━━ Page ━━
How did you do it??? Teach meee
I want to get back my old animal crossing


----------



## HappyKat22

I want to know what to do so I don't lose anything. I saw someone say their game still had Christmas decorations & they probably hadn't played since 2018! It's not been that long since I played, but it's probably been at least a year. My phone was stolen that I used for playing. All passwords were saved to Google and I couldn't remember them, so I lost everything! Access to my old Google Account with everything backed up was the biggest, plus my Nintendo & AC Pocket Camp access asking with old email assigned to it that I'd used since 1999. So I was able to give enough info to Nintendo to create a new email & get my HappyKat name back, but when I try to link my newly installed Pocket Camp to Nintendo HappyKat ID, it says already linked to another Smart device, being my old stolen phone! What can I do?? Please help as I had acquired items I can never get back!


----------



## kcanales02

I don't know if this will help anyone.
I played PC for a long while and made it to level 140 (2020). I got ACNH for xmas 2020 and played both for a few months. I linked my Nintendo account. I deleted PC on my phone and focused on ACNH for the rest of 2021 up to today 4/27/22.
today, I installed PC again since I deleted Twitter and suddenly have more spare time. My game was basically as I left it. I am at the same level as when I deleted it. I am excited to play again.


----------
━━━
━━ Material ━━
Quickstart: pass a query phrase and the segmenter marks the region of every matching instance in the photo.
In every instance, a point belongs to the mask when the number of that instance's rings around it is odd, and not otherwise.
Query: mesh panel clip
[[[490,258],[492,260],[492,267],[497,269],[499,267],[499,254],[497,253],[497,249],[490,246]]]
━━━
What is asked:
A. Answer these from the Pocket Camp thread, one per line:
(i) Since what year had HappyKat22 used the old email tied to the Nintendo and Pocket Camp accounts?
(ii) What level did kcanales02 reach in Pocket Camp?
(iii) What did kcanales02 delete that freed up more spare time?
B. Return the stretch of the Pocket Camp thread that begins at the words "## HappyKat22" and stops after "never get back!".

Solution list:
A.
(i) 1999
(ii) 140
(iii) Twitter

B.
## HappyKat22

I want to know what to do so I don't lose anything. I saw someone say their game still had Christmas decorations & they probably hadn't played since 2018! It's not been that long since I played, but it's probably been at least a year. My phone was stolen that I used for playing. All passwords were saved to Google and I couldn't remember them, so I lost everything! Access to my old Google Account with everything backed up was the biggest, plus my Nintendo & AC Pocket Camp access asking with old email assigned to it that I'd used since 1999. So I was able to give enough info to Nintendo to create a new email & get my HappyKat name back, but when I try to link my newly installed Pocket Camp to Nintendo HappyKat ID, it says already linked to another Smart device, being my old stolen phone! What can I do?? Please help as I had acquired items I can never get back!